• [Problem to solve]: Could you substitute "one point" for every occurrence of "single point" in the data below and return it with nothing else changed?

-- Exercise material start --

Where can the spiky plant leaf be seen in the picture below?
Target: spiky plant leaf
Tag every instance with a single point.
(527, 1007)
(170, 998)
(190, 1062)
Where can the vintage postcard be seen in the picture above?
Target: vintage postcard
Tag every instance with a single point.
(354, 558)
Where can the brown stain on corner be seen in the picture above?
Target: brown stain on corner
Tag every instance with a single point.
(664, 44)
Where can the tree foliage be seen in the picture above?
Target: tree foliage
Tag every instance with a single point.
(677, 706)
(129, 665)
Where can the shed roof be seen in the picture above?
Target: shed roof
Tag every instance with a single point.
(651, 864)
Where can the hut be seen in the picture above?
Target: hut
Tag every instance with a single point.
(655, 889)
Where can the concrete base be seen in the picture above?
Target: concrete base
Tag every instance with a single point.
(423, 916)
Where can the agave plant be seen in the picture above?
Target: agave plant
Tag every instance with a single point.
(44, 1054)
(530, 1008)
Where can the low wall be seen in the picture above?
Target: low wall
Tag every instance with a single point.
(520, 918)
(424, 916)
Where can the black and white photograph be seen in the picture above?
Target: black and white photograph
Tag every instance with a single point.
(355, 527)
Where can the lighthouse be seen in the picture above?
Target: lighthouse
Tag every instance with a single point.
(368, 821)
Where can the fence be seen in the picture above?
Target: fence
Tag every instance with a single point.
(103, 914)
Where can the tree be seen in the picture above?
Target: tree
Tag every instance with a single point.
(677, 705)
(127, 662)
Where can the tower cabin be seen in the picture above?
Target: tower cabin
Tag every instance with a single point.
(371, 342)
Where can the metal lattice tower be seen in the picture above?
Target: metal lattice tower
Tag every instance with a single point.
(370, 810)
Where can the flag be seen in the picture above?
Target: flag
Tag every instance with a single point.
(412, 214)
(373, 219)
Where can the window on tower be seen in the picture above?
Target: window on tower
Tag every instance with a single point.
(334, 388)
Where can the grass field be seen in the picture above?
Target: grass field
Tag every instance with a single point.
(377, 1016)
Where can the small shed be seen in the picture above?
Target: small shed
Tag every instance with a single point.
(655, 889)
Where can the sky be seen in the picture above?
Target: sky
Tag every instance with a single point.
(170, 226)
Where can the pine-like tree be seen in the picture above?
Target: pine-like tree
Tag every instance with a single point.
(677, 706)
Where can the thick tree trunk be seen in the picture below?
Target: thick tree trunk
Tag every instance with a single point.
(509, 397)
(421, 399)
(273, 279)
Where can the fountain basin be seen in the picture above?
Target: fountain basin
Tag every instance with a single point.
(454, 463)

-- Exercise material end --

• [Solution]:
Where can the spiky plant leaf be seen in the picture below?
Target: spiky plant leaf
Tag every instance with a one point.
(527, 1007)
(170, 998)
(190, 1062)
Where can the vintage postcard be seen in the picture above?
Target: vintage postcard
Tag every instance with a one point.
(354, 558)
Where can the brown stain on corner be seen in the picture above?
Target: brown stain on corner
Tag every instance with a one point.
(664, 44)
Where can the tree foliage be seen in the picture above?
Target: tree foliage
Tag every instance with a one point.
(677, 706)
(129, 665)
Where can the shed roof be seen in the picture above?
Target: shed roof
Tag every instance with a one point.
(651, 864)
Where can the hut be seen in the picture above?
Target: hut
Tag every instance with a one point.
(655, 889)
Where can the concrete base be seen in the picture above?
Target: concrete base
Tag every instance with a one point.
(423, 916)
Where can the agave plant be seen in the picture above?
Target: agave plant
Tag every instance with a one point.
(44, 1054)
(530, 1008)
Where can the low wall be seen in the picture above?
Target: low wall
Tag every instance with a one point.
(520, 918)
(424, 916)
Where can the black and white photograph be seen in the picture above?
Target: black and white photograph
Tag every instance with a one point.
(355, 527)
Where can the lighthouse be seen in the picture above?
Target: lighthouse
Tag every instance with a one point.
(368, 821)
Where can the fence be seen in the picture above?
Target: fence
Tag every instance with a one point.
(103, 914)
Where can the tree be seen in the picture above?
Target: tree
Tag every instance with a one point.
(677, 705)
(127, 662)
Where can the tower cabin be seen in the picture above?
Target: tower cabin
Tag every instance with a one point.
(371, 342)
Where can the metal lattice tower be seen in the picture above?
Target: metal lattice tower
Tag every instance with a one point.
(370, 810)
Where can the flag be seen in the picture above?
Target: flag
Tag every instance with a one point.
(412, 214)
(373, 219)
Where can the window on tower be seen in the picture above?
Target: window on tower
Tag every instance with a one point.
(334, 388)
Where can the grass field be seen in the picture above?
Target: grass field
Tag every instance with a one point.
(377, 1016)
Where can the small shed be seen in the picture above?
Target: small shed
Tag every instance with a one point.
(655, 889)
Where can the sky be seen in the picture above?
Target: sky
Tag every instance with a one point.
(170, 226)
Where can the pine-like tree be seen in the picture above?
Target: pine-like tree
Tag every instance with a one point.
(677, 706)
Where can the thick tree trunk be seen in the picture below?
Target: thick tree trunk
Tag every instance with a one point.
(509, 397)
(421, 399)
(273, 279)
Where can the fountain basin be seen in the picture above?
Target: fountain basin
Tag every instance with a one point.
(454, 463)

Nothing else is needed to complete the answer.